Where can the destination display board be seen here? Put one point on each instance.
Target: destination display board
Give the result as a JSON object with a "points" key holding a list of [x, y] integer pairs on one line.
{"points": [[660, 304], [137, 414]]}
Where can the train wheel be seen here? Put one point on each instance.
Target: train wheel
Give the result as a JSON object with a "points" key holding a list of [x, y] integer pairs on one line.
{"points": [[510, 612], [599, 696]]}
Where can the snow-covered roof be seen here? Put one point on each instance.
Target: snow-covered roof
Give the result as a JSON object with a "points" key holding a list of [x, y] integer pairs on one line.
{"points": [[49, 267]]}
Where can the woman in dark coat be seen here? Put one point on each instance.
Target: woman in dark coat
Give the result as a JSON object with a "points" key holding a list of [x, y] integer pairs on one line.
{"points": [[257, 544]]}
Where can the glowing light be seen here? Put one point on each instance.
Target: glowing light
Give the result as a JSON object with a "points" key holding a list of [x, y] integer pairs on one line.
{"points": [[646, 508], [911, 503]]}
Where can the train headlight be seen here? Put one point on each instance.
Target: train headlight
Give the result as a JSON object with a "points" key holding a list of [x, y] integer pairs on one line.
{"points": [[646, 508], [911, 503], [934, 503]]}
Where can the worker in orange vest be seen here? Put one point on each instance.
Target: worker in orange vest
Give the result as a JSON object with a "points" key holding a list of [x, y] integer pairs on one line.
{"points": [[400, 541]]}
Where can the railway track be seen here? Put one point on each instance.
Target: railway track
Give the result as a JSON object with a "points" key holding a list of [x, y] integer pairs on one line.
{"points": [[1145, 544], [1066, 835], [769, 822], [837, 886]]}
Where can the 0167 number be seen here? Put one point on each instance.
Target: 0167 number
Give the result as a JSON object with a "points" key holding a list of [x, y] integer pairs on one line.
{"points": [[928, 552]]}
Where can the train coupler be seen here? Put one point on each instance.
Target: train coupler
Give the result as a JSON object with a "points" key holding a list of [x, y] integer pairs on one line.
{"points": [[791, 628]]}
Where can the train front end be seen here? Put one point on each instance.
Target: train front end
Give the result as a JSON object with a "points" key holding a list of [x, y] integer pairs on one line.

About this exercise:
Working from the material above, retype exactly the lines from the one with "Where can the woman" through the one with "Target: glowing light", both included, and only those lines.

Solution below:
Where can the woman in dark coat be seen here? Put one point on each instance.
Target: woman in dark coat
Give the result as a JSON object with a "points" key holding a list of [x, y] integer pairs on one line.
{"points": [[257, 544]]}
Where can the glowing light be seen here? Put one point on each instance.
Target: glowing light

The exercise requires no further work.